Work task =
List each line of the data that holds the word "star".
▼▼▼
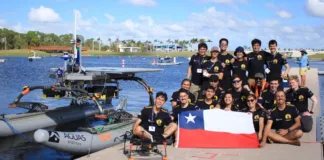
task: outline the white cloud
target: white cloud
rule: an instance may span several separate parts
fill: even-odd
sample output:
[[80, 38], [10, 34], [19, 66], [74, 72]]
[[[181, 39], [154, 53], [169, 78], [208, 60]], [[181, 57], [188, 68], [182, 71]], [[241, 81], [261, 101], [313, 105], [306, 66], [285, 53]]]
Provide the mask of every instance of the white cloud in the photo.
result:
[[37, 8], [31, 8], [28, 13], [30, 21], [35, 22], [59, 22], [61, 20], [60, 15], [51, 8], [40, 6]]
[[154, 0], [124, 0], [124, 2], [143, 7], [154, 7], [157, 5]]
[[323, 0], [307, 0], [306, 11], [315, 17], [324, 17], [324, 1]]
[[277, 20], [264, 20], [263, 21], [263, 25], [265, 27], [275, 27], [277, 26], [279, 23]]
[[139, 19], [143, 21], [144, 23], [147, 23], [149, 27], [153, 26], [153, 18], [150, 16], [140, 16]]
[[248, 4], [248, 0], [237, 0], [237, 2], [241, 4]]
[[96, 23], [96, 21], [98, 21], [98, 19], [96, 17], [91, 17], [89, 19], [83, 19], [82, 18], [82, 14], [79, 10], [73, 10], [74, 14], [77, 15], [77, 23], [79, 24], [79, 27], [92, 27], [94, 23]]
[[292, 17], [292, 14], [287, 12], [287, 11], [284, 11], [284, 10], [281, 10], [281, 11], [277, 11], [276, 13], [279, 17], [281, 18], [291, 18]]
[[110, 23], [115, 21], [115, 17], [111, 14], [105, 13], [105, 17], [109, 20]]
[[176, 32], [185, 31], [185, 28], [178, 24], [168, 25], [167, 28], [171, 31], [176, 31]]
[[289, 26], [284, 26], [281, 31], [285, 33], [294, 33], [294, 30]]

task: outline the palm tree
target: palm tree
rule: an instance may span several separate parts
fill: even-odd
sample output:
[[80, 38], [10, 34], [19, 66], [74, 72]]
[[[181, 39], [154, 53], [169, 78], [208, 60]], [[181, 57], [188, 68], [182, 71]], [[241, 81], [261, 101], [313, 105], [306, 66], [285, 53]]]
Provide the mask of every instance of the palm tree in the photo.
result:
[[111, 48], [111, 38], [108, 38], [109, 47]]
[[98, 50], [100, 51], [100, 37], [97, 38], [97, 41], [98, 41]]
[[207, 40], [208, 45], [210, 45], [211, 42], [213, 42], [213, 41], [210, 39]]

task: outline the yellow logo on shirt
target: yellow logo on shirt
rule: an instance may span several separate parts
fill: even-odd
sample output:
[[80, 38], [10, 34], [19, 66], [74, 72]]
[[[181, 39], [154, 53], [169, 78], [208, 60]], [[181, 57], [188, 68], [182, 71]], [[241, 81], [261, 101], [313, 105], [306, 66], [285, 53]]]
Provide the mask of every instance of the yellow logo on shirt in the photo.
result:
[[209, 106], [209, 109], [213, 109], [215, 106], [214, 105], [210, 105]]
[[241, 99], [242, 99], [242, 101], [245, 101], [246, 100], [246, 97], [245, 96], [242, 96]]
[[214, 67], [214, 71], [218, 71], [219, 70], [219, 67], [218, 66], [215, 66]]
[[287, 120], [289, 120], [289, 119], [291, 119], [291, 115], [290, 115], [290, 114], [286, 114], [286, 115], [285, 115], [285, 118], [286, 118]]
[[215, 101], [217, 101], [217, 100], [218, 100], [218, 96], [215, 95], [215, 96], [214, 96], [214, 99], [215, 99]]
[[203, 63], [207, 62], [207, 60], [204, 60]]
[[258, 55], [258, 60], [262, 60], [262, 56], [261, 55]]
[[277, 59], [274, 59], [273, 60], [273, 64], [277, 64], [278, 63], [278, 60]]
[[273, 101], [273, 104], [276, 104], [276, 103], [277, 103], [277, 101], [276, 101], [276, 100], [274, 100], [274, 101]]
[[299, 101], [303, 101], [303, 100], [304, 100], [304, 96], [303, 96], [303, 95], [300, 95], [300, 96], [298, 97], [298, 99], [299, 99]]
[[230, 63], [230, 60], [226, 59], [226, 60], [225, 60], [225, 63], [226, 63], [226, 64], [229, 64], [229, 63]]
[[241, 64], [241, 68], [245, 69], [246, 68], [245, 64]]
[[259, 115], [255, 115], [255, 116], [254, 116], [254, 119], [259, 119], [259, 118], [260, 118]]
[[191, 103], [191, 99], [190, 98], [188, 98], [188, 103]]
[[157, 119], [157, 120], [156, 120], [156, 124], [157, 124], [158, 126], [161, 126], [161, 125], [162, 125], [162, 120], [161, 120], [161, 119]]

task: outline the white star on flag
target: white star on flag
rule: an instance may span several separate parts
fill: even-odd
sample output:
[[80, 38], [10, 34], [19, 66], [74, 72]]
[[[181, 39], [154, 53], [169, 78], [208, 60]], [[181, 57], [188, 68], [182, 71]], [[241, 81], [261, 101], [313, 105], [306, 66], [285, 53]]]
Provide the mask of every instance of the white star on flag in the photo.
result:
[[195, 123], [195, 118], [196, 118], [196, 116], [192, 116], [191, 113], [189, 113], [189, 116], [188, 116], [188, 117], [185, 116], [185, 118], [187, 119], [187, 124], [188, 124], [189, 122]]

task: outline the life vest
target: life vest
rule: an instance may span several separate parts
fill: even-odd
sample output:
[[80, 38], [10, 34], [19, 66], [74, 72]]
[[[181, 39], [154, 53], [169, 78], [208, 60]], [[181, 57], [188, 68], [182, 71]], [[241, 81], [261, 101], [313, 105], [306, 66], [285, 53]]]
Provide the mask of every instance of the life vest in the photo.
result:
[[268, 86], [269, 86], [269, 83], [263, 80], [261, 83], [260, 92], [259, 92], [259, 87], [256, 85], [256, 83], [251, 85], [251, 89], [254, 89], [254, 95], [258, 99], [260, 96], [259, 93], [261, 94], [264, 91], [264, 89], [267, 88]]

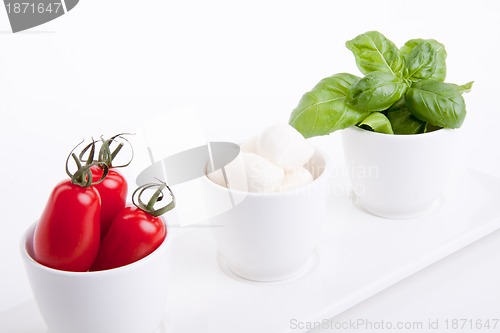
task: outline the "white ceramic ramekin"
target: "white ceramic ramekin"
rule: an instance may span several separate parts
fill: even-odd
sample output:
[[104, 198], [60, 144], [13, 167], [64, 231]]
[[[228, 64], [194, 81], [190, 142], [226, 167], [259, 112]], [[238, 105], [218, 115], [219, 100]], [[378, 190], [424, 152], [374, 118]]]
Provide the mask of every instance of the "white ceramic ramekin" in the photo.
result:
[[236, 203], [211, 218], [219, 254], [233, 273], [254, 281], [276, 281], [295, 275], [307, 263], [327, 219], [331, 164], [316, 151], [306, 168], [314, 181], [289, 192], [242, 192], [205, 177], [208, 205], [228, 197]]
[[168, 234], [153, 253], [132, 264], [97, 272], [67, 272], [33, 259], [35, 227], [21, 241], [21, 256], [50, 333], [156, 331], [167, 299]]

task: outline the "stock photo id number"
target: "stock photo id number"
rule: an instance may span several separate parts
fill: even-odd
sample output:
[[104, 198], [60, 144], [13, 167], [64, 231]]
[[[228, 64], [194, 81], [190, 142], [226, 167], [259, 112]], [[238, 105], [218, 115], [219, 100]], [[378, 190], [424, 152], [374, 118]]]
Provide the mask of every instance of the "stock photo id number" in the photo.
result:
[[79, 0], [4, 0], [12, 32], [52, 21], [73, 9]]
▲▲▲
Exercise response =
task: outline the white star on flag
target: white star on flag
Provide the mask of every instance of the white star on flag in the photo.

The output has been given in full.